TASK TO COMPLETE: Below are records; reproduce exactly the lines from the one containing "find the pink fabric" through the end, both included, and only those.

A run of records
— START —

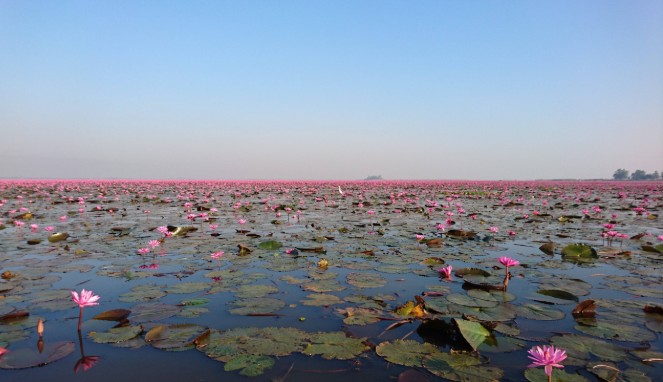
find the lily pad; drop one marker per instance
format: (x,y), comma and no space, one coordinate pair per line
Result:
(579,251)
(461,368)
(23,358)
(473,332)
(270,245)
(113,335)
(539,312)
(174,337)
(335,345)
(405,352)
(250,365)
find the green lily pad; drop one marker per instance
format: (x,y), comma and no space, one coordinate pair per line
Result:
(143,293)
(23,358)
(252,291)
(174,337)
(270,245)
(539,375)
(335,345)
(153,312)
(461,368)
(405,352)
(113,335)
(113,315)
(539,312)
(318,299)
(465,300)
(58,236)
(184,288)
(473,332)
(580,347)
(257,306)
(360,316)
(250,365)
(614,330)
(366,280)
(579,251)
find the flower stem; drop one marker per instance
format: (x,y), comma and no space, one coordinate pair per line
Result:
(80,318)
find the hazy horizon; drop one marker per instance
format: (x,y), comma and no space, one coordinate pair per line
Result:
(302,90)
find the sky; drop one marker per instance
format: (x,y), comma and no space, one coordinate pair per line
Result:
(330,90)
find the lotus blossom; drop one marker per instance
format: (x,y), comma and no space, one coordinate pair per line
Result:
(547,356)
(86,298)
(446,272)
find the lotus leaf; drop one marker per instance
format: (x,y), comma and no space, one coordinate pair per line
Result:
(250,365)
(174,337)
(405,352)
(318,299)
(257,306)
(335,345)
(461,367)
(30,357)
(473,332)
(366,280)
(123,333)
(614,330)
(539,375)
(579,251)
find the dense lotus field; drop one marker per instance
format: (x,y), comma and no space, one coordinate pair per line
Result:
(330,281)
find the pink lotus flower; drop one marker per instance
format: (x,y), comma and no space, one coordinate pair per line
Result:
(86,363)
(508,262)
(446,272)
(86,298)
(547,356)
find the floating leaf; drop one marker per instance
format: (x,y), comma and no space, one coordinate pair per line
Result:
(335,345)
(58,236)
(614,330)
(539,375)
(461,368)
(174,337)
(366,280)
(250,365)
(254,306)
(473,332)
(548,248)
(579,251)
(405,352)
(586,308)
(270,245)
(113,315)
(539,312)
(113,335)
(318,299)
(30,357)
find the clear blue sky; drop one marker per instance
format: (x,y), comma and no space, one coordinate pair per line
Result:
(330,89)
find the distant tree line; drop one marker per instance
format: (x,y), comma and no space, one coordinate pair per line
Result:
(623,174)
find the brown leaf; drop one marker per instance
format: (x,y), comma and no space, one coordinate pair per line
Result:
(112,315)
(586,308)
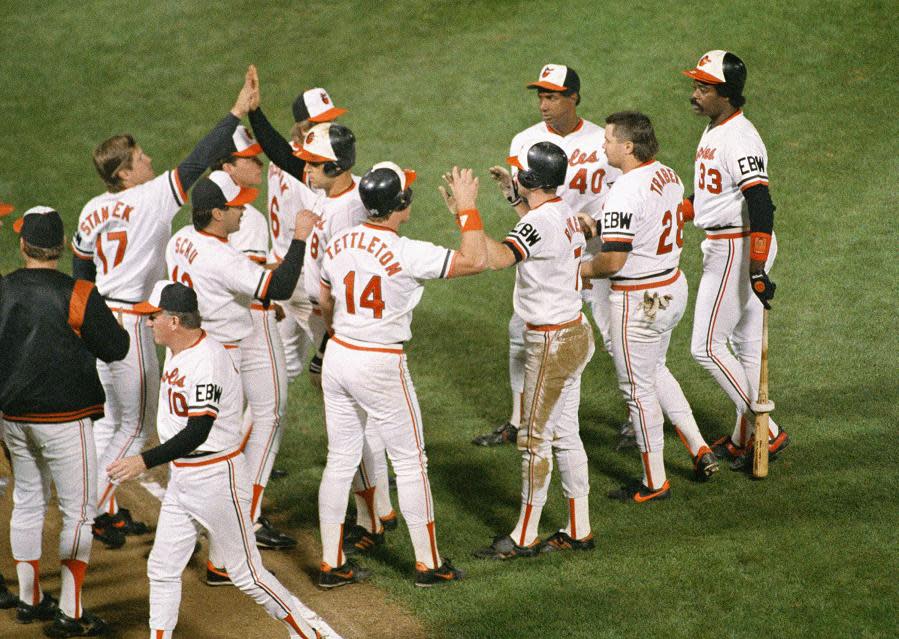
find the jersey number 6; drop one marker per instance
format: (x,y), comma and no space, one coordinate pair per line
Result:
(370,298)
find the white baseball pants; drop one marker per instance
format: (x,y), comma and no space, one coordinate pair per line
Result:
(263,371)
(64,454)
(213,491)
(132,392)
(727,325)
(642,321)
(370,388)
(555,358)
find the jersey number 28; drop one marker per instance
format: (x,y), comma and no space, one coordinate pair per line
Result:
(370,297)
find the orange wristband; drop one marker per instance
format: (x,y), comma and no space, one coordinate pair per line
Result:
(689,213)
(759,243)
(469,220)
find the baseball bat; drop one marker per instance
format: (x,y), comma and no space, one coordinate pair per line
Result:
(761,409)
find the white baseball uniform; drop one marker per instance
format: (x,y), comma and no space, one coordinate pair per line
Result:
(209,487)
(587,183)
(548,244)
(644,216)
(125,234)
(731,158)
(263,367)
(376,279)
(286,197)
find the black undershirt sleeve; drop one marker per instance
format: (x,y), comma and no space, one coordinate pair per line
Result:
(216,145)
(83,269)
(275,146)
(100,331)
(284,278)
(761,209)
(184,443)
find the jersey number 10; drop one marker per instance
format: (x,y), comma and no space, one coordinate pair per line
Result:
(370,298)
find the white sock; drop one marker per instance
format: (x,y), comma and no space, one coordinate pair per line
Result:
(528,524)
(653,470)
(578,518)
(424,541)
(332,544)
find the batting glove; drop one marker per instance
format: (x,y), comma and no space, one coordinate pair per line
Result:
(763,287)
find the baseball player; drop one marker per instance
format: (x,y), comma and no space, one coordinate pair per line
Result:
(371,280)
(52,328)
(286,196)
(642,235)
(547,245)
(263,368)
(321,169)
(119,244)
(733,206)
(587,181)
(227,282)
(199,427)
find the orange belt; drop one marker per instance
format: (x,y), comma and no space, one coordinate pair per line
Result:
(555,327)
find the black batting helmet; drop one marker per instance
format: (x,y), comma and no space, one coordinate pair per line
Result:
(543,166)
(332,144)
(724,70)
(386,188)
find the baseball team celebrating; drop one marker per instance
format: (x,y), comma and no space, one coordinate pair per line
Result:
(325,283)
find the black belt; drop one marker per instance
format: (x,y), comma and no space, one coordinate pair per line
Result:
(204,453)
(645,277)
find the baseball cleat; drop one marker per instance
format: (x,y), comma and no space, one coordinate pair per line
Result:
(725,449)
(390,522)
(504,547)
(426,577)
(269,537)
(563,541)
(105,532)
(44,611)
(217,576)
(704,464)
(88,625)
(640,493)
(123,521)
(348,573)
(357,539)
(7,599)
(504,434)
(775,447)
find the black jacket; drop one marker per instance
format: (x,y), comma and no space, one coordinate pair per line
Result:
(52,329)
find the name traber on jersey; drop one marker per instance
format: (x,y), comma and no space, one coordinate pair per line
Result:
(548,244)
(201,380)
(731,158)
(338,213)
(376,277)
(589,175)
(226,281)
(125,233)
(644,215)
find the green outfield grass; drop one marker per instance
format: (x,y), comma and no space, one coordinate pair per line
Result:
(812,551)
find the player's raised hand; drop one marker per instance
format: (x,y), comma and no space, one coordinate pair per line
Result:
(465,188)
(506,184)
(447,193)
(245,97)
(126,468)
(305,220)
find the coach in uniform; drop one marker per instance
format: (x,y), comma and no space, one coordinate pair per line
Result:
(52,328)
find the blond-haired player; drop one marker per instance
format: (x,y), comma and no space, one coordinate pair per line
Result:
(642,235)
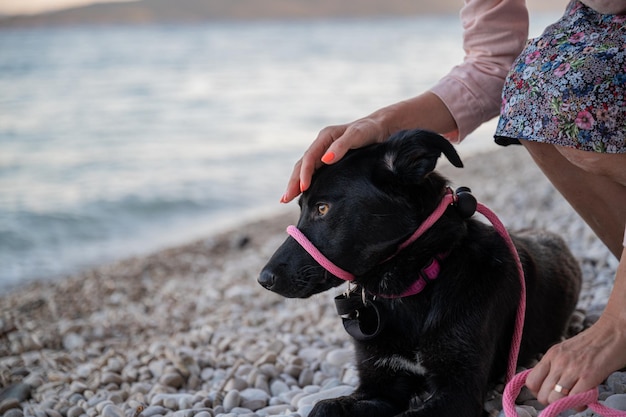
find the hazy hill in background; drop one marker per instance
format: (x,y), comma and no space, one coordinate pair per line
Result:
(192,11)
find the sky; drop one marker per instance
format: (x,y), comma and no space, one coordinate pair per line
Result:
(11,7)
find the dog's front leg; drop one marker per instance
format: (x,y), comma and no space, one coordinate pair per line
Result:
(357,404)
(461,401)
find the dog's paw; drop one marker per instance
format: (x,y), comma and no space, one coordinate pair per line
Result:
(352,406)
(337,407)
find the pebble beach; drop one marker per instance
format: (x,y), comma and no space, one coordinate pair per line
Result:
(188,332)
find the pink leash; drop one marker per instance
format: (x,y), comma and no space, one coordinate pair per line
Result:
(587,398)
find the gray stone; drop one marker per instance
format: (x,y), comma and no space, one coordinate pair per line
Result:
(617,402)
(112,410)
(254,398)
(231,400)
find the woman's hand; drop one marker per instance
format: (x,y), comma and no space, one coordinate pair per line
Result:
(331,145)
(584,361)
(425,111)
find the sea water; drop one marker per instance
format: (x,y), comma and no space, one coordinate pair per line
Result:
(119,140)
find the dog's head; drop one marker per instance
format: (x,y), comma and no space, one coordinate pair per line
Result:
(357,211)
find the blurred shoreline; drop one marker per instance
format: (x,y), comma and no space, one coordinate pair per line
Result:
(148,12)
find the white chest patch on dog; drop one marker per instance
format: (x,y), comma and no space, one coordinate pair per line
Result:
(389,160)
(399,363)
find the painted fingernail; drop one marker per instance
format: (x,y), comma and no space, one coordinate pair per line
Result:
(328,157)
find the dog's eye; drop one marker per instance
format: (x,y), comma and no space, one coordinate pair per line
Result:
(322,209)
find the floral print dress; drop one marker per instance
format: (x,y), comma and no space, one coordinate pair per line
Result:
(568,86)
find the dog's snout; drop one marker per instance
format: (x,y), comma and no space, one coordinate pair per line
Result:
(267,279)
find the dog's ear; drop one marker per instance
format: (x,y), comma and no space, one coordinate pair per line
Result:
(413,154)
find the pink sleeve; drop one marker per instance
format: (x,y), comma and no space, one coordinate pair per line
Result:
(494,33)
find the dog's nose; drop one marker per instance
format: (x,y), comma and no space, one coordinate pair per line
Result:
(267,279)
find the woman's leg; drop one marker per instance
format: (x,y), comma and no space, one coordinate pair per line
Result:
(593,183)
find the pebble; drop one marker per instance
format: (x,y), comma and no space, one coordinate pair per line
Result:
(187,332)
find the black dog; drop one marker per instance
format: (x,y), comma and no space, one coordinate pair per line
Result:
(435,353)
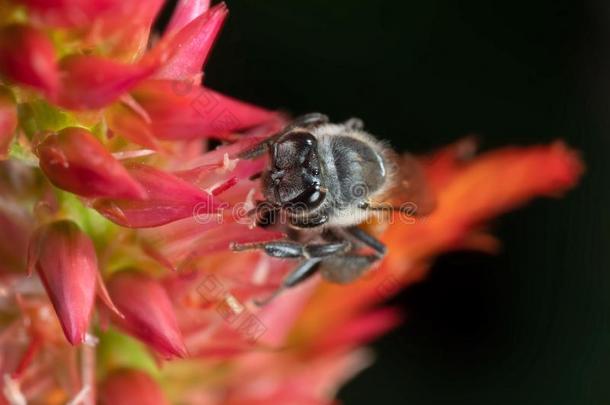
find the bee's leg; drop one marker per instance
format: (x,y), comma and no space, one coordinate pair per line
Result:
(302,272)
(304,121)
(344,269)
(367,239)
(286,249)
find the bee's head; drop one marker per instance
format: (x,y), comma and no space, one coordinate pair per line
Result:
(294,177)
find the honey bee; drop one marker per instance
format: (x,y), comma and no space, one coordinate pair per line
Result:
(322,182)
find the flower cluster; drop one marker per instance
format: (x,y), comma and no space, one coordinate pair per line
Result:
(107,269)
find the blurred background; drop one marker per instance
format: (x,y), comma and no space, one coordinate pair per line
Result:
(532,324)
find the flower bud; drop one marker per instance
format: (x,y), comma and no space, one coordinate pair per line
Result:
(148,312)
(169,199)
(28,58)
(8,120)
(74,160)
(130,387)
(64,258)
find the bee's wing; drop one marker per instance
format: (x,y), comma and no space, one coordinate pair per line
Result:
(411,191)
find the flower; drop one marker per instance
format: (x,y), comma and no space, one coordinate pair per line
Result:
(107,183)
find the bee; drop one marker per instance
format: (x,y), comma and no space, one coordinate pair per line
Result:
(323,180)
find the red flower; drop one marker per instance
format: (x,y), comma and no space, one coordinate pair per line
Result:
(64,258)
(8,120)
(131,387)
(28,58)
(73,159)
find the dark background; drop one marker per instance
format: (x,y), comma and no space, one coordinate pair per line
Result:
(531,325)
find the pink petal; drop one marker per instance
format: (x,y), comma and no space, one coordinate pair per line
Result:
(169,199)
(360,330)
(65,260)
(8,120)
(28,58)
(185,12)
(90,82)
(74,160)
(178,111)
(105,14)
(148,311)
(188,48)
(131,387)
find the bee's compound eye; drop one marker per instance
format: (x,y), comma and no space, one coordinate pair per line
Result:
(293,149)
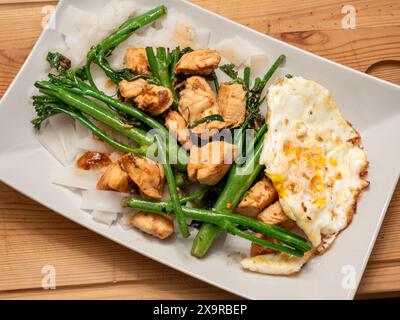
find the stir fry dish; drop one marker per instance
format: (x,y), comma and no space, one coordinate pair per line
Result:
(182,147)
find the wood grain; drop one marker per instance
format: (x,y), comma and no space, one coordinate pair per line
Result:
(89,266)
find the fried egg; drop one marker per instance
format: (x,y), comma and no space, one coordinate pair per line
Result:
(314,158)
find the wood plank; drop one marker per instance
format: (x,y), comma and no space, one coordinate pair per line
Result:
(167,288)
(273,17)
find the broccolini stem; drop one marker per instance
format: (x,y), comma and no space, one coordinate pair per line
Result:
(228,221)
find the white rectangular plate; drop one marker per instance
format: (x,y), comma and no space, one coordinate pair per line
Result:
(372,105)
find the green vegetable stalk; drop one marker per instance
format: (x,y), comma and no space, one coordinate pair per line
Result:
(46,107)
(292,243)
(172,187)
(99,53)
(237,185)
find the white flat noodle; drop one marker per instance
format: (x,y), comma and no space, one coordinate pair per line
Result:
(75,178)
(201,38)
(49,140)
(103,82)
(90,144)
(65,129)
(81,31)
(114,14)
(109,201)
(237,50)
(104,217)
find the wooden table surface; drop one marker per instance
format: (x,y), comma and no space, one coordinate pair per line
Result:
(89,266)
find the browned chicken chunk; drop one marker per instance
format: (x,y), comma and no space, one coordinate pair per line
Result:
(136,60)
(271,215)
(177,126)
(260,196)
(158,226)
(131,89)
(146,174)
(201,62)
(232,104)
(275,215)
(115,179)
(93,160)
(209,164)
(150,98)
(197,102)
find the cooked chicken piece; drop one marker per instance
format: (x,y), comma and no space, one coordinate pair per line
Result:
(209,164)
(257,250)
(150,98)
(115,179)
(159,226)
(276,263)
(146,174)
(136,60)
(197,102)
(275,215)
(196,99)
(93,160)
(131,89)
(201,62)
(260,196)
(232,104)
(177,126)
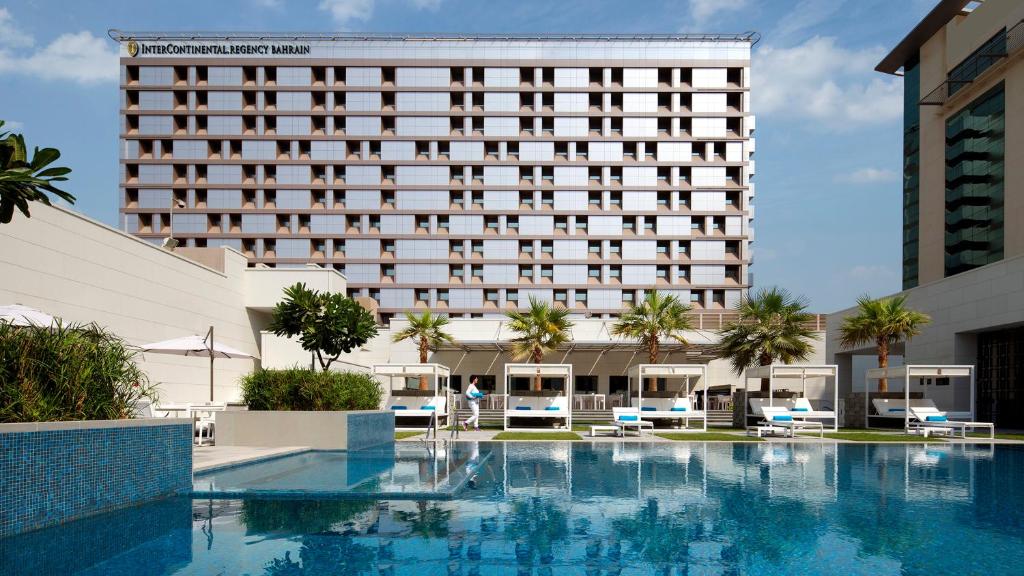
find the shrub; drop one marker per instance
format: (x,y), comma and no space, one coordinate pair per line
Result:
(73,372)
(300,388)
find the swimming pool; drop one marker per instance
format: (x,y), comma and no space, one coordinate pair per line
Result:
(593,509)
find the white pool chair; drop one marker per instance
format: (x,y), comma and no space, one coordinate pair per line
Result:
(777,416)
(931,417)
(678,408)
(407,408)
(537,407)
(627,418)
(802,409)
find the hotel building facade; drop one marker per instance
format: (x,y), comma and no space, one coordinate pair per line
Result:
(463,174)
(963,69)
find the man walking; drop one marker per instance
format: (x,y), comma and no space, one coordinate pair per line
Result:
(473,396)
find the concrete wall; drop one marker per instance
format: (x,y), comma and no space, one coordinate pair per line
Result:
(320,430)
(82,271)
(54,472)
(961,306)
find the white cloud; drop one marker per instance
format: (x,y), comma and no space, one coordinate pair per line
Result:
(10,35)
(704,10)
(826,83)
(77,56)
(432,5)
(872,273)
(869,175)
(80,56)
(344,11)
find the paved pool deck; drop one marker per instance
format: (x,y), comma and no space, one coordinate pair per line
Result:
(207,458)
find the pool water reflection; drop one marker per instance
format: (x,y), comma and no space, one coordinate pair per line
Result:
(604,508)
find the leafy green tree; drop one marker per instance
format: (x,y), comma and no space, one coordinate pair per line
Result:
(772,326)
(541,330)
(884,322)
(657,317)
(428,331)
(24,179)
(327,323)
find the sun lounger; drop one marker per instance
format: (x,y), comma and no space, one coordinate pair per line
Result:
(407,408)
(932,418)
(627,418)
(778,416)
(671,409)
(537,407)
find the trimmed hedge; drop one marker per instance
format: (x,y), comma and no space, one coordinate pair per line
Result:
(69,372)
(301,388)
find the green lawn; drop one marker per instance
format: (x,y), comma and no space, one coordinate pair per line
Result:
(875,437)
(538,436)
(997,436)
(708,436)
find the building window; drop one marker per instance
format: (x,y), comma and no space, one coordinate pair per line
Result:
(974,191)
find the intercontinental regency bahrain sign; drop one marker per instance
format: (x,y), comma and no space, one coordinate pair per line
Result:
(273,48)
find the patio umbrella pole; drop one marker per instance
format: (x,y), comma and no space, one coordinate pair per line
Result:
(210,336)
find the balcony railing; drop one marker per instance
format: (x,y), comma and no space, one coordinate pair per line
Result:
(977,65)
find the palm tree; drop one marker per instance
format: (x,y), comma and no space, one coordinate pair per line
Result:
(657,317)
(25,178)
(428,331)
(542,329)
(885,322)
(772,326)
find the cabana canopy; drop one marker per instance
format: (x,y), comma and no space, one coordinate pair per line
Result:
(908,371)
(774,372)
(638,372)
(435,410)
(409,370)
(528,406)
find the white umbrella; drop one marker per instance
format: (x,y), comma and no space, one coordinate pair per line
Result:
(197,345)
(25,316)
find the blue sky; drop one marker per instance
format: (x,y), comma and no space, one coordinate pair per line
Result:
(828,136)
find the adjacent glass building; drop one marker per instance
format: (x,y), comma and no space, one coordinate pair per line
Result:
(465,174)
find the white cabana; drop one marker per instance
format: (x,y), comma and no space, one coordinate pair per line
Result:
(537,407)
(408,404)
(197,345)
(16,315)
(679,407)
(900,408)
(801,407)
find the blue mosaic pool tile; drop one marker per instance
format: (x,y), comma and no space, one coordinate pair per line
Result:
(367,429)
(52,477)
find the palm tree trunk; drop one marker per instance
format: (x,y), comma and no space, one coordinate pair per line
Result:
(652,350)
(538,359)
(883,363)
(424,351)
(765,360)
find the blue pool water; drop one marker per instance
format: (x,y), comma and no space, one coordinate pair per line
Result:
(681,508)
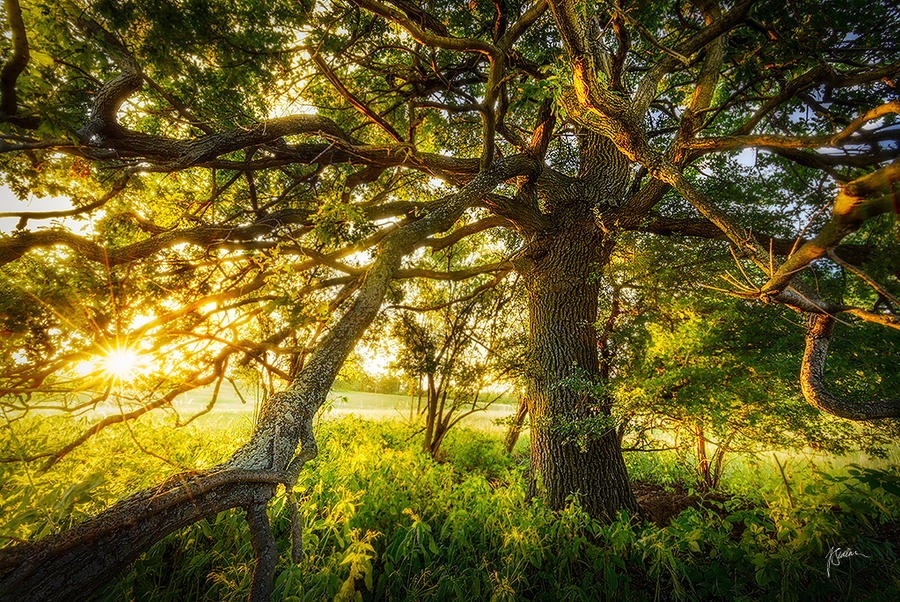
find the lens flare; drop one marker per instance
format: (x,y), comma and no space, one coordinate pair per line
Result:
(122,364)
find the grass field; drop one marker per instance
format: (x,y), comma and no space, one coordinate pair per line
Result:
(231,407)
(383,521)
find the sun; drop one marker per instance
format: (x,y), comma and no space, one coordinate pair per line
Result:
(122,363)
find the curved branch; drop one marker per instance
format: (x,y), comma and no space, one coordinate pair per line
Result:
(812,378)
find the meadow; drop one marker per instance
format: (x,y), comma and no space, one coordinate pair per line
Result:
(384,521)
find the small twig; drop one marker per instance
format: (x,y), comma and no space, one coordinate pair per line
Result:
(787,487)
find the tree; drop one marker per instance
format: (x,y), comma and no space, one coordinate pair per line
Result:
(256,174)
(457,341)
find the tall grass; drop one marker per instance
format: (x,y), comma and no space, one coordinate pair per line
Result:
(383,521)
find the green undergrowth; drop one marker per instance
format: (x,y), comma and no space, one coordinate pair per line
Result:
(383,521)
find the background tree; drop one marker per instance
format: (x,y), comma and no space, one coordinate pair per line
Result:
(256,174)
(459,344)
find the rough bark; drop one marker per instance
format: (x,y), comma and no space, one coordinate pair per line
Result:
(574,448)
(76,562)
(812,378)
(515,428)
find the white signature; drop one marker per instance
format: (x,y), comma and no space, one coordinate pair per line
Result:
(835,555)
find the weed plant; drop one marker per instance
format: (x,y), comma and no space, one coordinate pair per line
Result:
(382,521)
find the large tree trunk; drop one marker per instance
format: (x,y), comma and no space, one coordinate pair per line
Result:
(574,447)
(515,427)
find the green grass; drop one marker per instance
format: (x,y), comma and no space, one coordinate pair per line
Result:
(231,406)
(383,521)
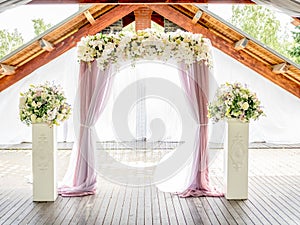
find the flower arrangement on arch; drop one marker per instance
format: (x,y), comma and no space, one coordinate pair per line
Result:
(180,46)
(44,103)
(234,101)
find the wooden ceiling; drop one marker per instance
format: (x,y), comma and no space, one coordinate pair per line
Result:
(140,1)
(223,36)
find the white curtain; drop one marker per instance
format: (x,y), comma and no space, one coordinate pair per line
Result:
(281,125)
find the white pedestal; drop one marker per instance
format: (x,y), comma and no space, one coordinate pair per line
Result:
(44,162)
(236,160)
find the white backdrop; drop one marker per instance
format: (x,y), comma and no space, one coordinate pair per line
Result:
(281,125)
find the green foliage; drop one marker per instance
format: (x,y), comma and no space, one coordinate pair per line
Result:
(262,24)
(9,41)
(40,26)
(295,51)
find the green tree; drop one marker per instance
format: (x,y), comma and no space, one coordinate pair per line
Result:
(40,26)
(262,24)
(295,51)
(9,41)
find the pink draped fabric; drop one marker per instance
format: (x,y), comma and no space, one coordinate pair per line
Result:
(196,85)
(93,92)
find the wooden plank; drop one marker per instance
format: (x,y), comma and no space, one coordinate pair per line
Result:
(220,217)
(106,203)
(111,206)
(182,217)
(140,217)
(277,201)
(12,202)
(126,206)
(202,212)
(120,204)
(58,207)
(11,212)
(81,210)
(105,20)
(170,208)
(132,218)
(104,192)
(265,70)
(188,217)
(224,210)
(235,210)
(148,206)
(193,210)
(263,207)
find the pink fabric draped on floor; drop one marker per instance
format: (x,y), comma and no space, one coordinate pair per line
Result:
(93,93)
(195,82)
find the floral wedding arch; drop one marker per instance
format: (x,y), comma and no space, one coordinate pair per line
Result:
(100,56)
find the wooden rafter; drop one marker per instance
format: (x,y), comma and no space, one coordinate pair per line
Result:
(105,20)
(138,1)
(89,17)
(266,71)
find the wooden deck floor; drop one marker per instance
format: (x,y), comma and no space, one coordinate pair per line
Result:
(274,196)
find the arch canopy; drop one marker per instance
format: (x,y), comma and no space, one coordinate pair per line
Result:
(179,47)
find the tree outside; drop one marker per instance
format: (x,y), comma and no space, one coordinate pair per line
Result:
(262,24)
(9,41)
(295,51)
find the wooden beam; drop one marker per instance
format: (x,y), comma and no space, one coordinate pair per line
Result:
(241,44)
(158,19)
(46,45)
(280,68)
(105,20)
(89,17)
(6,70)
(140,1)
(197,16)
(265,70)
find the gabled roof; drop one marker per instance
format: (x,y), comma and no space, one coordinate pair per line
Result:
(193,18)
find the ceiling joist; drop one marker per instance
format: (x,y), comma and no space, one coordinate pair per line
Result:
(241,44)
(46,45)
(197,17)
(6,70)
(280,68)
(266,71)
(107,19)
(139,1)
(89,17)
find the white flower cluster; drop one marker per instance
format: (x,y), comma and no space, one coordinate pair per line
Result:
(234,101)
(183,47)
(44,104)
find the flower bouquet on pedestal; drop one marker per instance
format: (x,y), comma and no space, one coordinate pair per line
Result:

— END —

THE ANSWER:
find the pink fabric draped on floor; drop one marker per instance
format: (x,y), comma and no space, one coordinate pair per line
Result:
(93,93)
(195,82)
find the floral wedding arch; drop one marker per instance
format: (x,y), comma and no space, one coordinate pair per line
Result:
(100,56)
find the wooden rafter; drop one marker per instance
format: (x,y), comma and no space, one coordinate pair per line
Result:
(105,20)
(138,1)
(89,17)
(266,71)
find the wooden deck floor; drop one marker per instance
format: (x,y), comma and no space, one coordinate pair per line
Result:
(274,196)
find the arch canopy; drop one marker per instance
format: (x,y), comma and no space, one coordinate pair per line
Result:
(179,47)
find the tree outside; drop one marker per instance
format: (x,y), comma and no space, one coordinate pair per line
Result:
(262,24)
(9,41)
(295,51)
find the wooden beam; drop one marker per instance
format: (x,y), comma and no space, one coordinate pair per line
Result:
(241,44)
(158,19)
(46,45)
(280,68)
(105,20)
(89,17)
(6,70)
(140,1)
(197,16)
(265,70)
find the gabled roof; drop one marker per instance
format: (x,y), comma and no space, one coordinate pair per line
Result:
(193,18)
find the ceiling joist; drop one marker per instance
format: (x,y), comma and no space, one coordinate pair per line
Result:
(241,44)
(46,45)
(197,17)
(6,70)
(280,68)
(266,71)
(107,19)
(139,1)
(89,17)
find the white flower cluster; drop one marker per instance
format: (x,y), comma and no space, one coordinate pair per line
Result:
(234,101)
(183,47)
(44,104)
find the flower bouquet on pedestal; drop one marker per instance
format: (x,y), comma and no space, one coordinate pair per line
Result:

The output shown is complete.